WORK REQUIRED ::
Copy out every line of the data below that contains the string "negative". Case counts.

+++ DATA LISTING

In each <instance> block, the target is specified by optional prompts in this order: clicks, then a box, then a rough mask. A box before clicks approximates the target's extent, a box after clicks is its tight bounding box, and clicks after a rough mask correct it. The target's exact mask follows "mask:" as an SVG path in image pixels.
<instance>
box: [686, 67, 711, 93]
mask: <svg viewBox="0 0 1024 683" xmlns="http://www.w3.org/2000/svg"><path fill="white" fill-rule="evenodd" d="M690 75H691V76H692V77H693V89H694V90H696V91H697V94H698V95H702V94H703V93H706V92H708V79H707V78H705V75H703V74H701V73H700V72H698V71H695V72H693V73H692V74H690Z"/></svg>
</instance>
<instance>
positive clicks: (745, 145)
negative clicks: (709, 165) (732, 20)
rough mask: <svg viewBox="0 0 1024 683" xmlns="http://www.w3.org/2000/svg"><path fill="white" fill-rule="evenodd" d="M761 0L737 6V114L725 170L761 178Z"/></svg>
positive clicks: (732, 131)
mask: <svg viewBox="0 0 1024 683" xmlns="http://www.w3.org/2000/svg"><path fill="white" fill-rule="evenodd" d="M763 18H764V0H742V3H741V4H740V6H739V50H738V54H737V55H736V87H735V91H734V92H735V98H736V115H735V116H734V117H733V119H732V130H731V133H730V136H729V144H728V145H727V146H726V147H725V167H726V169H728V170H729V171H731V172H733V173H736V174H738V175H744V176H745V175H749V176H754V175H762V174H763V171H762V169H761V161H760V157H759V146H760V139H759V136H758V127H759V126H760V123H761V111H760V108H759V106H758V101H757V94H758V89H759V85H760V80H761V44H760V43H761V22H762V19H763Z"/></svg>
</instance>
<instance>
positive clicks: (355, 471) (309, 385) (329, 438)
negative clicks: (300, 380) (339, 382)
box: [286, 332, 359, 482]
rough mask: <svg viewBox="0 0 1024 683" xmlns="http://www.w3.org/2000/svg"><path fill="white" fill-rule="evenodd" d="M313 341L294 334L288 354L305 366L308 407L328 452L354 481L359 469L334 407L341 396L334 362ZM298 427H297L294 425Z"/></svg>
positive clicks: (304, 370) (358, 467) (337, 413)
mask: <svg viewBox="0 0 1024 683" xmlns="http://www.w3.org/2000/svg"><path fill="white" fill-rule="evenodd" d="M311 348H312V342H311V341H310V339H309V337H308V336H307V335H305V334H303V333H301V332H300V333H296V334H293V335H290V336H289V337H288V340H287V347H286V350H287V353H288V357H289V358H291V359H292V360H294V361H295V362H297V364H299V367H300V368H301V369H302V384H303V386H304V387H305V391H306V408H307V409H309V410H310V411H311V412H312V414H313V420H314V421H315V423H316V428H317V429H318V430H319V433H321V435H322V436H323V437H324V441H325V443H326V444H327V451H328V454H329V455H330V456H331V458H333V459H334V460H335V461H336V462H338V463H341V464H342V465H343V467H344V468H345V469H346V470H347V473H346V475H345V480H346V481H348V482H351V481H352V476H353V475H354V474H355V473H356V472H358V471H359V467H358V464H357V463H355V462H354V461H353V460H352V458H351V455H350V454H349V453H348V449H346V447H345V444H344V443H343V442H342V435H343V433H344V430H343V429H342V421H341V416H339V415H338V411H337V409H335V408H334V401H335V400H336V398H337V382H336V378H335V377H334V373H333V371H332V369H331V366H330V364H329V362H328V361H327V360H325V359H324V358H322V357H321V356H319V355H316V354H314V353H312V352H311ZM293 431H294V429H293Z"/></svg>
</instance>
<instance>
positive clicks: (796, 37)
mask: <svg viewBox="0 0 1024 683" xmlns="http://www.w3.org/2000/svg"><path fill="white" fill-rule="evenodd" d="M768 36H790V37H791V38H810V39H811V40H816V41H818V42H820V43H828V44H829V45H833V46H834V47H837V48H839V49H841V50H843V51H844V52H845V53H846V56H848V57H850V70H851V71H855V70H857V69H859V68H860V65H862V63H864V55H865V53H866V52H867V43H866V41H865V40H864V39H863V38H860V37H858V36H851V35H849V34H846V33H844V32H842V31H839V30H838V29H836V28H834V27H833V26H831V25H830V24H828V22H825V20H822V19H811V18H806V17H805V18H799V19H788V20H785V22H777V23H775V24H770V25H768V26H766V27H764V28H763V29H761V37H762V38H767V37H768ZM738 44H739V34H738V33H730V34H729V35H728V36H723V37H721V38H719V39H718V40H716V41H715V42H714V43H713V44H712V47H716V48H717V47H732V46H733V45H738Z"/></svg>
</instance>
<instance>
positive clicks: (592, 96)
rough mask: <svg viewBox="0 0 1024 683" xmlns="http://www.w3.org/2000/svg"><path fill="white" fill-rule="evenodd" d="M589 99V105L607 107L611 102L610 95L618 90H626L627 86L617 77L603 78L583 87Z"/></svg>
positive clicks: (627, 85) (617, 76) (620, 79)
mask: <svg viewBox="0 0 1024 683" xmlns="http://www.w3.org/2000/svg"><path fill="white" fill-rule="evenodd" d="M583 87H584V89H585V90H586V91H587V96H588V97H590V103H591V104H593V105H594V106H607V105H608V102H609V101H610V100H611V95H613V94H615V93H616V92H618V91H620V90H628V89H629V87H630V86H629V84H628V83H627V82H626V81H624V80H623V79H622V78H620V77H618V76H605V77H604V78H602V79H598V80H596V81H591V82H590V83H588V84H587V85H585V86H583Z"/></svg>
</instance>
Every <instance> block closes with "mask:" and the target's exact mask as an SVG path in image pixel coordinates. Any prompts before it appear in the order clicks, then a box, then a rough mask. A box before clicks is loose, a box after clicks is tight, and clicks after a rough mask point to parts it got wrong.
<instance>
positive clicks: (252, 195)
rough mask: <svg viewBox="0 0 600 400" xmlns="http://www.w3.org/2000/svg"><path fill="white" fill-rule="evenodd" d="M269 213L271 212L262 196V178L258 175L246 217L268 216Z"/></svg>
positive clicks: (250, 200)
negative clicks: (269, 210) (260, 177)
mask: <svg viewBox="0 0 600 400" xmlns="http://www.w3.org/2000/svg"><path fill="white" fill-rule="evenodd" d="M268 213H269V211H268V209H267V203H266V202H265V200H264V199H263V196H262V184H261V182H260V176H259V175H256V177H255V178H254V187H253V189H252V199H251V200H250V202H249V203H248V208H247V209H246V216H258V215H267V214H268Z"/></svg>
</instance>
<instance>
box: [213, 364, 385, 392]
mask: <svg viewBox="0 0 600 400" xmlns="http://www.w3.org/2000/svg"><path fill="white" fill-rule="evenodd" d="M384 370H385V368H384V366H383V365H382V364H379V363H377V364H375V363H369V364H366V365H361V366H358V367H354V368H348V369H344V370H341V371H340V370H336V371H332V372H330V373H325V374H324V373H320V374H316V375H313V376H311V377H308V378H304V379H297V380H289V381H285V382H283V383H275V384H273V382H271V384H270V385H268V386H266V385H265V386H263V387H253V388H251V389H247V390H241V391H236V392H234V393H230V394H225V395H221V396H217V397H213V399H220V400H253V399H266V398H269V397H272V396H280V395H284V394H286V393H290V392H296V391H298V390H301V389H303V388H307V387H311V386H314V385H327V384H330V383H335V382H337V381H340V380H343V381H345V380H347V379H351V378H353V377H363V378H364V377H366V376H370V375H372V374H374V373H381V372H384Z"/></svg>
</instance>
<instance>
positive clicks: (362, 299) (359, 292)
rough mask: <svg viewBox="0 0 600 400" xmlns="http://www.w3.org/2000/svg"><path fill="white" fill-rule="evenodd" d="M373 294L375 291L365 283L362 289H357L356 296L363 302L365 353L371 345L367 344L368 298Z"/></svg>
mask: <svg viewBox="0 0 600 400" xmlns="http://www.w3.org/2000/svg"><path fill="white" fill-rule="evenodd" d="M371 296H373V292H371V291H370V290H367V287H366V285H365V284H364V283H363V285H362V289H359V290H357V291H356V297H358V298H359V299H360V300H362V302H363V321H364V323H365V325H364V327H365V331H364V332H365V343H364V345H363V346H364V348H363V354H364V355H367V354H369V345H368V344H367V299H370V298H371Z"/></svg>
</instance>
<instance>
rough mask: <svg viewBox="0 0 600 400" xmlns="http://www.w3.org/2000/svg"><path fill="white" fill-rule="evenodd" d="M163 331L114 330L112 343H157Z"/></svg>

++++++

ANSWER ::
negative clicks: (709, 165) (732, 20)
negative clicks: (300, 380) (339, 382)
negative clicks: (269, 210) (260, 177)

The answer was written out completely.